(WORK INSTRUCTION A) In the repository-packing documentation, what is the default token budget for the repository map?
(WORK INSTRUCTION B) Extend the repository-packing documentation from where it stops.
TEXT PASSAGE Block Start
Pack a repository into an LLM-optimized format.

**Parameters:**
- `path` (str): Path to the repository
- `format` (str): Output format - "xml", "markdown", "json", or "yaml"
- `model` (str): Target model for token counting. Supports:
  - OpenAI: "gpt-5.2", "gpt-5.1", "gpt-5", "o4-mini", "o3", "o1", "gpt-4o", "gpt-4"
  - Anthropic: "claude" (default)
  - Google: "gemini"
  - Meta: "llama"
  - Others: "deepseek", "mistral", "qwen", "cohere", "grok"
- `compression` (str): Compression level - "none", "minimal", "balanced", "aggressive", "extreme"
- `map_budget` (int): Token budget for repository map (default: 2000)
- `max_symbols` (int): Maximum symbols to include (default: 50)

**Returns:** str - Formatted repository context

#### `scan(path, include_hidden=False, respect_gitignore=True)`

Scan a repository and return statistics.
TEXT PASSAGE Block End
INFORMATION SUPPLIED Block Start
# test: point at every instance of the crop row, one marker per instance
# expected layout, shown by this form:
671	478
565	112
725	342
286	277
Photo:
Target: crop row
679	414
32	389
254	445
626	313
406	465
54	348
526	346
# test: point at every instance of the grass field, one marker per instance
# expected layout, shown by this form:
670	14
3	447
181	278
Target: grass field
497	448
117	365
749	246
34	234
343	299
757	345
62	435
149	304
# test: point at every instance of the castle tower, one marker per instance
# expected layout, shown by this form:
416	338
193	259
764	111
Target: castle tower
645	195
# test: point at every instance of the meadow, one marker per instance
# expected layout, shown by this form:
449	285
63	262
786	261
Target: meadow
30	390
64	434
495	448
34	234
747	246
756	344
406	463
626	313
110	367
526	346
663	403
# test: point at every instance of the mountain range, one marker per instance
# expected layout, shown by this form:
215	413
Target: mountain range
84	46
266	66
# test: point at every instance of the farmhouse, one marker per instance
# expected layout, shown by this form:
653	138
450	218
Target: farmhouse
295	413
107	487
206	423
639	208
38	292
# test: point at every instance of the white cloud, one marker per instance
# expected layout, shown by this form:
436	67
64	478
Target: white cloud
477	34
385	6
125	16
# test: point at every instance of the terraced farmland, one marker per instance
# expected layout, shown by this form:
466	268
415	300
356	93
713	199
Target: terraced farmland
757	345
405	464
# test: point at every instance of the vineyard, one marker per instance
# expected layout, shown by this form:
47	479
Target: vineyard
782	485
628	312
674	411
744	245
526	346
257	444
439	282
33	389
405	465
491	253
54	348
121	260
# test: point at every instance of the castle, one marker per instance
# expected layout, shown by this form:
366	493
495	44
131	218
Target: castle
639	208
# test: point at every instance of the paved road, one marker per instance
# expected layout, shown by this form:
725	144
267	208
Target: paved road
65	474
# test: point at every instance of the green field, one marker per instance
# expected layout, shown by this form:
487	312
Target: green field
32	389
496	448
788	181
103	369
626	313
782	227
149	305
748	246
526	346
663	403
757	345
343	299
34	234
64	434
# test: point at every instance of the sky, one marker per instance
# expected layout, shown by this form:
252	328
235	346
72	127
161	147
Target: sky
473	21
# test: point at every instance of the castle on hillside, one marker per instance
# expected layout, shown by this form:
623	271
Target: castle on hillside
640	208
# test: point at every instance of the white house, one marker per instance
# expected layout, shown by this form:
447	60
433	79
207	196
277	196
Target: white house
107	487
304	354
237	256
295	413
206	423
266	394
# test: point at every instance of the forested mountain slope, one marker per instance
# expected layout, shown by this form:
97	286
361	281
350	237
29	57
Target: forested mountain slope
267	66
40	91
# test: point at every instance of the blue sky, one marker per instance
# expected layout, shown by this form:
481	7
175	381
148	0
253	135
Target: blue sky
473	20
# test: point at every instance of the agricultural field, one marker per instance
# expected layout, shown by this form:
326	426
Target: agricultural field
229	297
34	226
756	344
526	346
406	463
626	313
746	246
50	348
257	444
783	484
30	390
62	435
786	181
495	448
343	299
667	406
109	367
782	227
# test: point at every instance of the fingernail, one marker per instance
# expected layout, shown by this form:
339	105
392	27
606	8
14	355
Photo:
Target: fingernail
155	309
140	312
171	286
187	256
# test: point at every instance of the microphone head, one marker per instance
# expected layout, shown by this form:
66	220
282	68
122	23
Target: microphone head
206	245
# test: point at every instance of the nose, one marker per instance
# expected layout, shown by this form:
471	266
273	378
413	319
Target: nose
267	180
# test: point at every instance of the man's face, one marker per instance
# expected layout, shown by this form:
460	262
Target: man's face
INFORMATION SUPPLIED Block End
(WRITTEN ANSWER A) 2000

(WRITTEN ANSWER B)
**Parameters:**
- `path` (str): Path to the repository
- `include_hidden` (bool): Include hidden files (default: False)
- `respect_gitignore` (bool): Respect .gitignore files (default: True)

**Returns:** dict - Repository statistics including:
- `name`: Repository name
- `path`: Absolute path
- `total_files`: Number of files
- `total_lines`: Total lines of code
- `total_tokens`: Token counts for each model
- `languages`: Language breakdown
- `branch`: Git branch (if available)
- `commit`: Git commit hash (if available)

#### `count_tokens(text, model="claude")`

Count tokens in text for a specific model.

**Parameters:**
- `text` (str): Text to count tokens for
- `model` (str): Target model - "claude", "gpt", "gpt-4o", "gemini", or "llama"

**Returns:** int - Number of tokens

#### `semantic_compress(text, similarity_threshold=0.7, budget_ratio=0.5)`

Compress text using semantic compression while preserving important content.

**Parameters:**
- `text` (str): Text to compress
- `similarity_threshold` (float): Threshold for grouping similar chunks (0.0-1.0, default: 0.7)
- `budget_ratio` (float): Target size as ratio of original (0.0-1.0, default: 0.5)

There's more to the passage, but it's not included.